#### Do this:
Please copy every line of the data below word for word, leaving out the pictures.

#### Data provided:
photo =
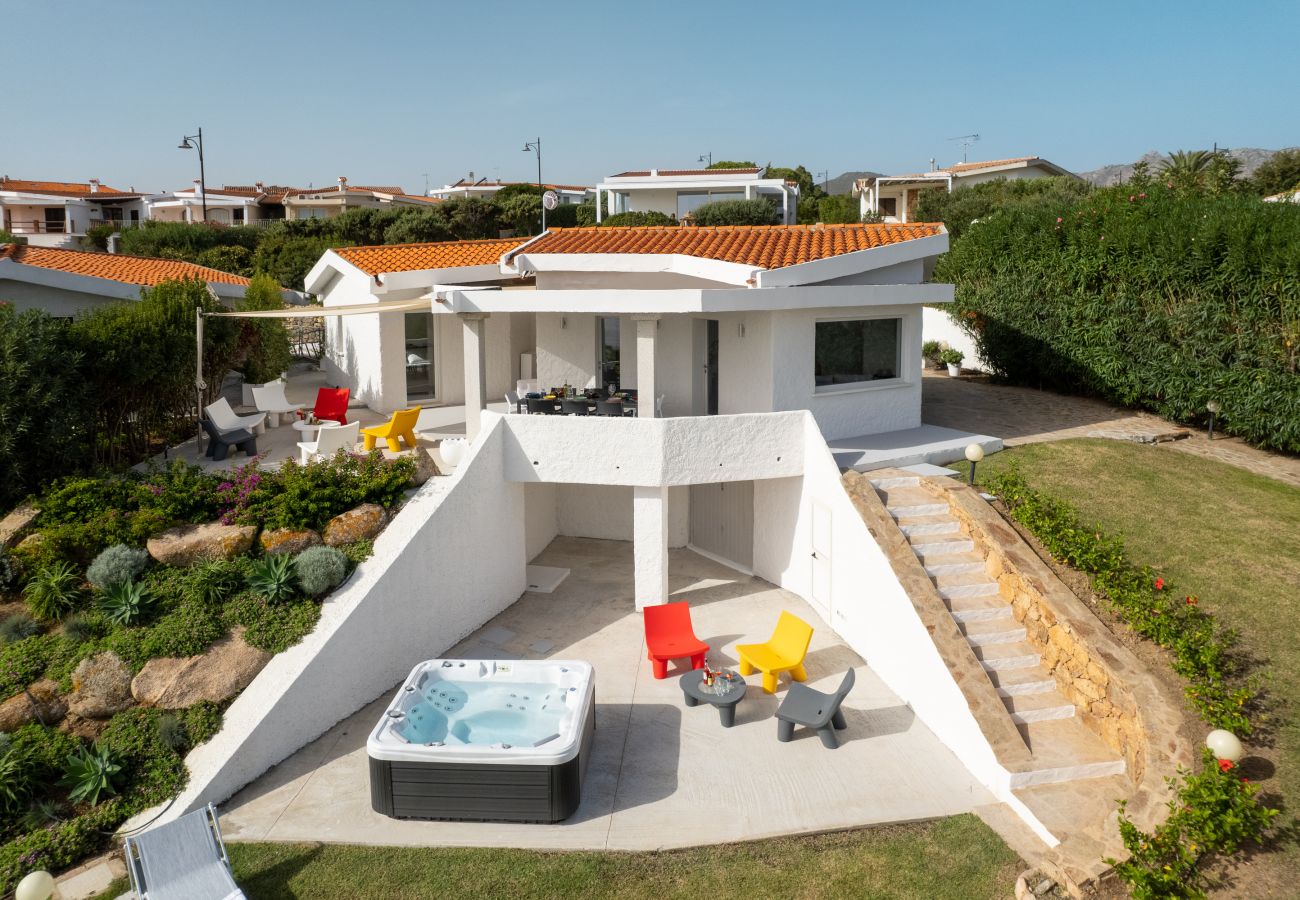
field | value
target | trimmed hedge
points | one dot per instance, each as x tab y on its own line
1148	297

#### The answer:
photo =
field | value
target | trimmed hedge
points | one dot per instance, each as x tab y on its own line
1148	297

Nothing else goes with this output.